___ Selected passage ___

In the Athabasca basin, oil companies have destroyed thousands of acres of boreal forest wetlands, including rare fens. The boreal forest represents three to four thousand years' accumulation of peat, with pine trees surrounded by wetlands, natural canals and shallow lakes. Many of the wetlands have been plowed up and drained in order to get at the oil sands beneath.
"We just have a habit of stripping the defences of our ecosystem," David Schindler says. "We're setting ourselves up both for floods and for droughts." Schindler is a stocky, muscular man with powerful arms and hands, a broad mouth and facial features that remind you of Raymond Massey. He holds the Killam Memorial Chair in the Department of Biological Sciences at the University of Alberta, and he speaks in a disarmingly clinical manner that leaves you wondering if he really said what you thought he just said.
I describe a doomsday scenario, thinking he will say I'm going too far: "By the end of this century the southern half of the province will be a desert. The northern half will be dug up for oil sands. The entire province will simply be a network of coal bed methane and in situ mining operations, most of which will have been abandoned; the forests will be destroyed by the pine beetle, forest fires and clear-cutting; and there won't be any water for anybody. So at the end of the day you will have a pot of gold with no place to live, except maybe the odd oasis."
Without flinching, Schindler nods his agreement.
The oil extraction process uses enough water in a day to supply the needs of the cities of Calgary(population one million), Lethbridge(79,000)and Red Deer(82,900). As of December 2006, oil sands mining operations were withdrawing 215.2 million cubic metres of water each year. This figure will more than double as the new projects come on stream by 2010. In other words, the industry could soon be withdrawing more water from the Athabasca River than is used by the entire urban population of Alberta.
Most of the water has to be disposed of as waste material, referred to as "tailings." The ultimate disposal of these toxic tailings remains an unsolved problem. Every minute of the day, thousands of litres of grey-textured tailings gush out of 36-inch pipes into ever-expanding settling ponds. The mixture contains highly toxic hydrocarbons such as naphthenic acids, which are deadly to marine life, plus a host of other chemicals, including arsenic. Over the last four decades these tailings have developed into huge toxic lakes that are now the largest bodies of water in the region. Propane cannons scare away birds and other wildlife. To stop the deadly water from draining into the Athabasca River, the oil sands companies have used oil sand itself to construct a system of dams around the lakes, mixing the sand with gypsum to stabilize the structures. By the end of 2006, Syncrude's dams alone contained about 600 million cubic metres of mine tailings, making this the second-largest dam system in the world after China's Three Gorges, which is still under construction.

___ Information provided ___

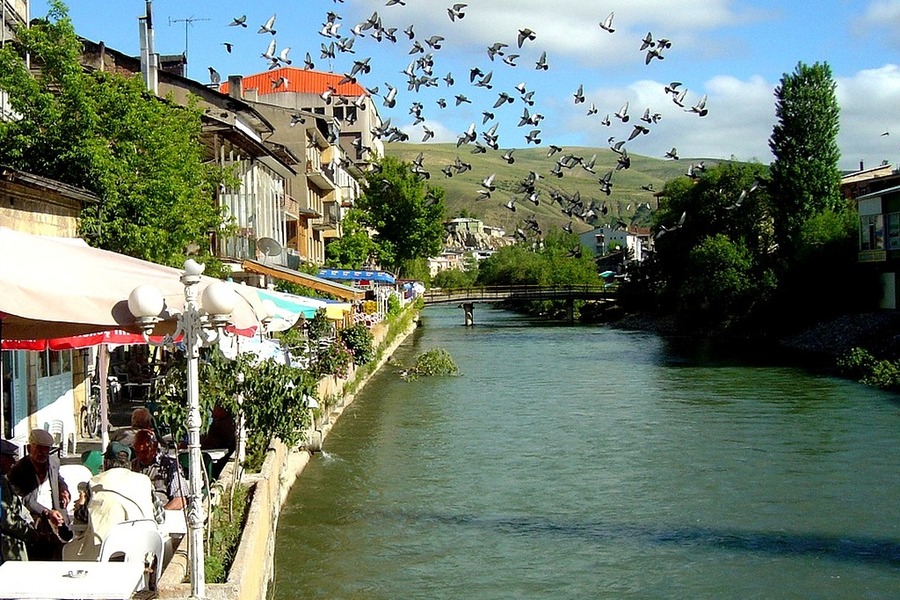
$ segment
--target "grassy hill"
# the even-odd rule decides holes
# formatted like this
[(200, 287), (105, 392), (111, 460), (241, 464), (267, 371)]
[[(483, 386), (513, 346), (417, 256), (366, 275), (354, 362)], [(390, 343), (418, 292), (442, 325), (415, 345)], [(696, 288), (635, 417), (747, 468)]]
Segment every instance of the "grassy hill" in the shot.
[[(574, 219), (572, 229), (582, 233), (594, 226), (605, 223), (615, 224), (621, 219), (626, 223), (634, 220), (636, 225), (648, 225), (649, 214), (646, 208), (638, 211), (638, 205), (649, 202), (651, 209), (656, 208), (656, 198), (652, 192), (641, 189), (641, 186), (652, 185), (654, 190), (661, 190), (669, 179), (682, 176), (687, 172), (692, 159), (662, 160), (646, 156), (630, 155), (631, 168), (614, 171), (612, 176), (612, 193), (607, 196), (600, 190), (597, 180), (616, 167), (618, 155), (608, 148), (567, 147), (559, 154), (548, 157), (547, 148), (519, 148), (513, 153), (515, 163), (507, 164), (501, 158), (503, 152), (488, 150), (485, 154), (472, 154), (473, 146), (456, 147), (455, 144), (386, 144), (385, 153), (401, 160), (412, 162), (421, 152), (423, 166), (430, 173), (429, 183), (442, 187), (446, 192), (447, 218), (459, 216), (465, 210), (469, 215), (481, 219), (489, 225), (499, 225), (512, 232), (521, 227), (525, 217), (532, 215), (541, 224), (544, 232), (561, 229), (569, 222), (570, 217), (563, 214), (559, 204), (550, 201), (550, 191), (557, 190), (568, 195), (580, 192), (581, 199), (588, 203), (594, 200), (598, 206), (606, 203), (609, 209), (605, 217), (600, 217), (595, 225)], [(586, 162), (597, 155), (594, 173), (589, 173), (580, 166), (563, 169), (563, 177), (551, 174), (557, 158), (566, 154), (582, 157)], [(460, 175), (446, 177), (441, 169), (453, 164), (456, 158), (472, 165), (470, 171)], [(699, 162), (701, 159), (693, 159)], [(706, 160), (708, 166), (717, 161)], [(523, 194), (516, 193), (519, 182), (534, 171), (541, 176), (536, 188), (540, 190), (539, 205), (524, 199)], [(477, 200), (481, 181), (495, 174), (494, 185), (497, 187), (491, 198)], [(510, 198), (515, 197), (516, 212), (506, 208)]]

___

■ Task to carry out ■
From the passage on the Alberta oil sands, rewrite the part that opens with the words "I describe a" and closes with "nods his agreement.", replacing "desert" with "wasteland". The records are separate material and have nothing to do with the passage on the Alberta oil sands.

■ Reply ■
I describe a doomsday scenario, thinking he will say I'm going too far: "By the end of this century the southern half of the province will be a wasteland. The northern half will be dug up for oil sands. The entire province will simply be a network of coal bed methane and in situ mining operations, most of which will have been abandoned; the forests will be destroyed by the pine beetle, forest fires and clear-cutting; and there won't be any water for anybody. So at the end of the day you will have a pot of gold with no place to live, except maybe the odd oasis."
Without flinching, Schindler nods his agreement.